→ INPUT MATERIAL
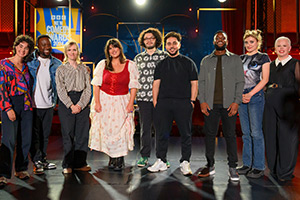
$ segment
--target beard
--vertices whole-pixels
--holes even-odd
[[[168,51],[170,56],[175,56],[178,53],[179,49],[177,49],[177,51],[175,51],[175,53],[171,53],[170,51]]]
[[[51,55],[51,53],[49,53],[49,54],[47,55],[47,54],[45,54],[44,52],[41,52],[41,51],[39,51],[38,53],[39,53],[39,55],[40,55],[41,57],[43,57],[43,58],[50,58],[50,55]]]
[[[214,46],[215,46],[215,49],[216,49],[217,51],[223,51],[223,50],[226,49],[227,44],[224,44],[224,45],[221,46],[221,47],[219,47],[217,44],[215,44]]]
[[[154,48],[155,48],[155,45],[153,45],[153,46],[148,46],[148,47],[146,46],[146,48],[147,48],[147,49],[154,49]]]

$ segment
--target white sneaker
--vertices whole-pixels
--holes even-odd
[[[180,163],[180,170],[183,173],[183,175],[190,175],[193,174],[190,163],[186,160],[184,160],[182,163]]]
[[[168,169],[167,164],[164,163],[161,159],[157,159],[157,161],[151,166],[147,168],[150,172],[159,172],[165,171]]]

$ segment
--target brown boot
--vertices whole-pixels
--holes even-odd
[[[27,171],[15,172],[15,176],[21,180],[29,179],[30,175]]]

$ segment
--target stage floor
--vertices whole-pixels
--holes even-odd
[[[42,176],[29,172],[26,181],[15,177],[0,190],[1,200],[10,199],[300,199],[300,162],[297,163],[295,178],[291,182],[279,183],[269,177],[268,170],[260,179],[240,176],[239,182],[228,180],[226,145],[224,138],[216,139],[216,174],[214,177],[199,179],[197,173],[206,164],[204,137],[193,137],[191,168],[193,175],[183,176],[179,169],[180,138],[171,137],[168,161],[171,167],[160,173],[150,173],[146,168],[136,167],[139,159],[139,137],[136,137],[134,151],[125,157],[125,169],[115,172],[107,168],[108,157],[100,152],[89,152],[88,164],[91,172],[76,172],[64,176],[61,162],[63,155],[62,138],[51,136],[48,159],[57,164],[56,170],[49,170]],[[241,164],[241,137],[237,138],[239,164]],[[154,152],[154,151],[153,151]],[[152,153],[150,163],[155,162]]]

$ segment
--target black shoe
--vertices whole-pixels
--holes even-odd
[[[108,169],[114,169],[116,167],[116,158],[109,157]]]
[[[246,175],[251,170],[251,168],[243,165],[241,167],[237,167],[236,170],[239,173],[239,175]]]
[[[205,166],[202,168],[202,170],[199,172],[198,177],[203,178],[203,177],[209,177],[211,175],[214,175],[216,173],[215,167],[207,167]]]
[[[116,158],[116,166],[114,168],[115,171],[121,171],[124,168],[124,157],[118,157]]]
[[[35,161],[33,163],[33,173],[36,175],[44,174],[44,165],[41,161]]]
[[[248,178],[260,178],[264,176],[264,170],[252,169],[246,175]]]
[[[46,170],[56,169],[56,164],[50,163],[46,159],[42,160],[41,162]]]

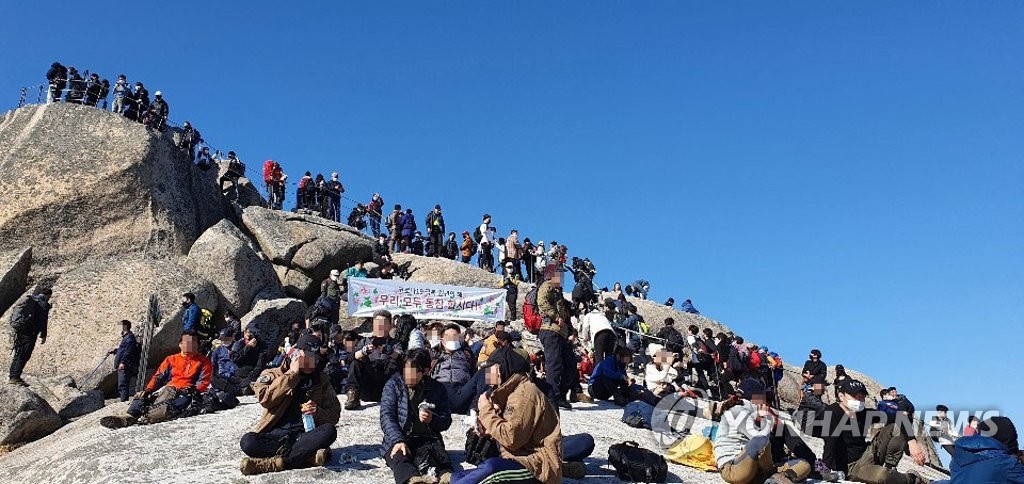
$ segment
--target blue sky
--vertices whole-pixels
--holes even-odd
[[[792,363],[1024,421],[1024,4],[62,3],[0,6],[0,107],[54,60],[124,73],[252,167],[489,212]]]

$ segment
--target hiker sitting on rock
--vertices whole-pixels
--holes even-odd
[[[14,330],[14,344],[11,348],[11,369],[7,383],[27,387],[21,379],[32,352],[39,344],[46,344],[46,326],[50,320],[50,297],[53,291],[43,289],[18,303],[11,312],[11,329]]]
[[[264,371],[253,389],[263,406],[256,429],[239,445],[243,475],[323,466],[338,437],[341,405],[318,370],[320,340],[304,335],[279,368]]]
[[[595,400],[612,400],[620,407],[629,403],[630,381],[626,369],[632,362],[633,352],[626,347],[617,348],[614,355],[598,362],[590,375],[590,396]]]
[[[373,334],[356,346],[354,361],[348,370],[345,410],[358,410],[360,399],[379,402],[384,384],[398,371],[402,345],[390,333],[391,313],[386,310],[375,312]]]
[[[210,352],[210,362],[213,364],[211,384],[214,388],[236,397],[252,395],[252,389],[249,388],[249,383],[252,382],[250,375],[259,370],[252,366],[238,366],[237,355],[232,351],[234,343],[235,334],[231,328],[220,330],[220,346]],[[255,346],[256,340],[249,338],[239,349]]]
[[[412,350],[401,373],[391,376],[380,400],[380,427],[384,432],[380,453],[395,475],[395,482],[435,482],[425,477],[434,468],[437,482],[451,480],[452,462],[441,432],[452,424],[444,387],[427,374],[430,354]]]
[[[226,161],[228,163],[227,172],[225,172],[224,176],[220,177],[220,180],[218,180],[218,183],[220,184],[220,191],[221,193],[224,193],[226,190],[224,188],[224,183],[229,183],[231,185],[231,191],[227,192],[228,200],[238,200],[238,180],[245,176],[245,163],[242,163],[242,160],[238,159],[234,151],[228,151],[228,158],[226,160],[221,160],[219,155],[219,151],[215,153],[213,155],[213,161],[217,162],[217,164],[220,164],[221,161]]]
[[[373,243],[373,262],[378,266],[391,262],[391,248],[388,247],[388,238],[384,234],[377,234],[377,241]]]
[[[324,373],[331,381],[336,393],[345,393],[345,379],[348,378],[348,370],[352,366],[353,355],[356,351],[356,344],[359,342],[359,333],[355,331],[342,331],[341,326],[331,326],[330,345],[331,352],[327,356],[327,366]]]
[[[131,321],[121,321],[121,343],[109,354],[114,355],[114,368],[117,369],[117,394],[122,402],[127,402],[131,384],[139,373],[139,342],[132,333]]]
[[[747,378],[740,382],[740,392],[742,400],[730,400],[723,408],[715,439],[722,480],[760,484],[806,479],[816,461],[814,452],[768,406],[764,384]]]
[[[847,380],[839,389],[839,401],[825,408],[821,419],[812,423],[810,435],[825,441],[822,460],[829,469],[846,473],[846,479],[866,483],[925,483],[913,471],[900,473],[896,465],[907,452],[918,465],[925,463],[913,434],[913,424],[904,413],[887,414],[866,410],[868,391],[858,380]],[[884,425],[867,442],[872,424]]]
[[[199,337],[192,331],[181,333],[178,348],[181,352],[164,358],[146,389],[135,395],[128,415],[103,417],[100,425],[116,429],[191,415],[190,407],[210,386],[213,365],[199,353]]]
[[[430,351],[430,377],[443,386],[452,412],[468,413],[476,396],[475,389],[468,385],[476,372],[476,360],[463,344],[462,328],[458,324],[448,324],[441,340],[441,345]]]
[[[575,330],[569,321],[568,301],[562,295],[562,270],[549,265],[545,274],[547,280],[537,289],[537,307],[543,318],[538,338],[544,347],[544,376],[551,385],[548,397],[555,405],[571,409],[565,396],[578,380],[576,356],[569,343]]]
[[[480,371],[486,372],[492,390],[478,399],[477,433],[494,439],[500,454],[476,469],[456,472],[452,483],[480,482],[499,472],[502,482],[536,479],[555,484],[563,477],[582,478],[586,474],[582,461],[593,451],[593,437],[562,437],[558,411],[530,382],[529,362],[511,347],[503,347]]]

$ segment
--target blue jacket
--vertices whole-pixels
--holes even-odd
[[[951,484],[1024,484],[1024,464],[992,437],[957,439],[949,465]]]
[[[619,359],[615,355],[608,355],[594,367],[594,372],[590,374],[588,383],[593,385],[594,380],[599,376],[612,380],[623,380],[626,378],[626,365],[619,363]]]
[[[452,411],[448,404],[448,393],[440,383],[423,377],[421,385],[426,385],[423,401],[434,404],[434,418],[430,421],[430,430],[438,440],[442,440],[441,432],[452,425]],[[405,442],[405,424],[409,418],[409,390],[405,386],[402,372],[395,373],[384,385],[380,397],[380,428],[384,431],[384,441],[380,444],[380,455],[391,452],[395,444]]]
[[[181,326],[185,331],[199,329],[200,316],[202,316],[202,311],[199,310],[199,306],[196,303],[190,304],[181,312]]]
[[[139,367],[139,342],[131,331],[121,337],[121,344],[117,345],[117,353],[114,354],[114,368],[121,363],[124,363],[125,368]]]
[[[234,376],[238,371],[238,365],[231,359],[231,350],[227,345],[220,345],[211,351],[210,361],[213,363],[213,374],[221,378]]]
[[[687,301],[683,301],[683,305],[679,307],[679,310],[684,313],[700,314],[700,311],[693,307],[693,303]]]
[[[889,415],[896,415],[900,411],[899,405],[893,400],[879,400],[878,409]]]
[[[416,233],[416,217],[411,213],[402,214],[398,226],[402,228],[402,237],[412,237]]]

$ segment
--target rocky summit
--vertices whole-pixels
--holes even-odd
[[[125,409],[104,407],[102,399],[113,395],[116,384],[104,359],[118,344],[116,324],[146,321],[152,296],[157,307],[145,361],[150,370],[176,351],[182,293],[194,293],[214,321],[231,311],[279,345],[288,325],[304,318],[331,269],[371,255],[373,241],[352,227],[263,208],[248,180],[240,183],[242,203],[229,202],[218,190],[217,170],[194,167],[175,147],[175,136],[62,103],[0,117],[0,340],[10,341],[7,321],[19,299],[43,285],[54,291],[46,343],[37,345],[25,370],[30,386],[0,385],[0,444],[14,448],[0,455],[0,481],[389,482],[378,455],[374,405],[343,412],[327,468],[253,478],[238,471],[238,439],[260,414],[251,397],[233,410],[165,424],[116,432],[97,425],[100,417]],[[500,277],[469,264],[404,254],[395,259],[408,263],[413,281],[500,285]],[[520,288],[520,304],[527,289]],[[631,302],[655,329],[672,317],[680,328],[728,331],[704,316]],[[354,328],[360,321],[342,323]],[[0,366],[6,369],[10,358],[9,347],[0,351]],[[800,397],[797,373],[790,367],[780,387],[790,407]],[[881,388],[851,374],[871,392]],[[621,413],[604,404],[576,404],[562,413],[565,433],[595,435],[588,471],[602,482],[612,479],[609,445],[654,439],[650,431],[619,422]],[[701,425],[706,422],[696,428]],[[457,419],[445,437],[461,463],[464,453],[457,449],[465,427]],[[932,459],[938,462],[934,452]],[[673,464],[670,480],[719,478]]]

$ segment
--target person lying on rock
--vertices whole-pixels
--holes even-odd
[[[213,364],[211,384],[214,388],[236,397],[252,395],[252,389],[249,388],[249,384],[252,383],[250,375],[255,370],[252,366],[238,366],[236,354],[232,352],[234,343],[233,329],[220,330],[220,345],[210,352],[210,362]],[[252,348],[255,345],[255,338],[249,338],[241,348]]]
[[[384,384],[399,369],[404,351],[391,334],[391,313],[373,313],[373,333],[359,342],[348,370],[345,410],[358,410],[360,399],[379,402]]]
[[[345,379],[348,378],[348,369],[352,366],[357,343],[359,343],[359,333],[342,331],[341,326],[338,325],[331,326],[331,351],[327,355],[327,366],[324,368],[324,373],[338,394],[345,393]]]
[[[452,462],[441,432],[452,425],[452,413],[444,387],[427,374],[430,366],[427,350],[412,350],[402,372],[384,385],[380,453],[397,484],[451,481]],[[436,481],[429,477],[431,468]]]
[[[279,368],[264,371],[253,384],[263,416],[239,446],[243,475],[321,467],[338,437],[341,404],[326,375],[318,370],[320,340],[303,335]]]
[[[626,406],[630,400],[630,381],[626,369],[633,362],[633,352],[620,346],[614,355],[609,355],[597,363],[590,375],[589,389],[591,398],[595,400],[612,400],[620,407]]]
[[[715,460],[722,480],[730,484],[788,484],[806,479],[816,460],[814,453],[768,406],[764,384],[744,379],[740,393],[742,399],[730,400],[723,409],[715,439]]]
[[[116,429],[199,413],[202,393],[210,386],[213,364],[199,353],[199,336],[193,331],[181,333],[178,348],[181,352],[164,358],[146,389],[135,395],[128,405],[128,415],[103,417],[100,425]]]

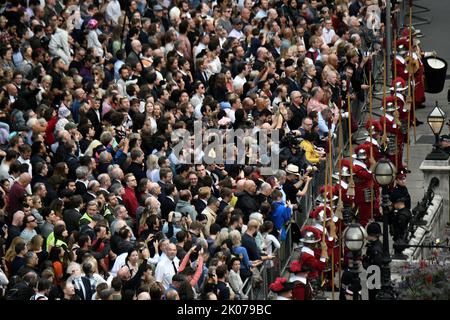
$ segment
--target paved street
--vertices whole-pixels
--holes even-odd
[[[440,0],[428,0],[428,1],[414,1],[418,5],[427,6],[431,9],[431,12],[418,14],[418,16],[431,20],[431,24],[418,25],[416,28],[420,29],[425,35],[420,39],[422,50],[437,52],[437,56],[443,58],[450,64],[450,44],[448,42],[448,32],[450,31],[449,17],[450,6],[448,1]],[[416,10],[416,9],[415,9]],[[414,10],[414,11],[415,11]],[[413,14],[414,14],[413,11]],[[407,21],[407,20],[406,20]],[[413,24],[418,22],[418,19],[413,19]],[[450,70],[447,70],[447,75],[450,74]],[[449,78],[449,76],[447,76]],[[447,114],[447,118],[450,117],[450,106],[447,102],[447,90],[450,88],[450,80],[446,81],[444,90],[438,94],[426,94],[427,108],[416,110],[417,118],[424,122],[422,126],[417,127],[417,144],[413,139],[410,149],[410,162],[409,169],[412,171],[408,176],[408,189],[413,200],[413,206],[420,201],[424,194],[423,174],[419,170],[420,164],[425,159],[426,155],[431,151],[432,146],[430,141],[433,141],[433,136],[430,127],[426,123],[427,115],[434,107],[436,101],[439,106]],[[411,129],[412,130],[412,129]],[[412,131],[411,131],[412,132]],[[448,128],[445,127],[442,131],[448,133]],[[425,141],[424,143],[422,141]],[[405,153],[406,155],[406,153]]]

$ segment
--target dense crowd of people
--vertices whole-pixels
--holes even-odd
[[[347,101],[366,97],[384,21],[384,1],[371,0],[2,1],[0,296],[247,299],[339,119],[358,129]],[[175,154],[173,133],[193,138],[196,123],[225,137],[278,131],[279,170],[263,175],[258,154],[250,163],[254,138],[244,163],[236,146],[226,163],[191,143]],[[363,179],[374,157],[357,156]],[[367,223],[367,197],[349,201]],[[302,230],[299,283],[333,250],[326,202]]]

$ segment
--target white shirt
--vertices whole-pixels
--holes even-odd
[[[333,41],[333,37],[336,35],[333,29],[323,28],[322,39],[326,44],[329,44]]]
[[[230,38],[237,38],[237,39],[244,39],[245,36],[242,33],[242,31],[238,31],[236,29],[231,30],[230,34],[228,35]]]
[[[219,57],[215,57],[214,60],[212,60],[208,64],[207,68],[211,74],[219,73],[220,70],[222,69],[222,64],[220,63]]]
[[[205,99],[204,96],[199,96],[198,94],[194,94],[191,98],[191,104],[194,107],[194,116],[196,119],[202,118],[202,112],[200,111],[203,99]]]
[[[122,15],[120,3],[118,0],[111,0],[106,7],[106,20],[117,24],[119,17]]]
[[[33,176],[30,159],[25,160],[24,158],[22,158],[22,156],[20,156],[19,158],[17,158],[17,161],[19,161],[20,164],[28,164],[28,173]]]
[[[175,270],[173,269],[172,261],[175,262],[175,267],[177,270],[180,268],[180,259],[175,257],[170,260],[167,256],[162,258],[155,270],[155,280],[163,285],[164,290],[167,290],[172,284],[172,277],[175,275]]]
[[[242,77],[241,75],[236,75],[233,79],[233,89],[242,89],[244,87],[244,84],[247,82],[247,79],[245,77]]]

→ WORK INSTRUCTION
A single number is the whole answer: report how many lines in the data above include the word "white".

→ OUTPUT FOR THIS TASK
2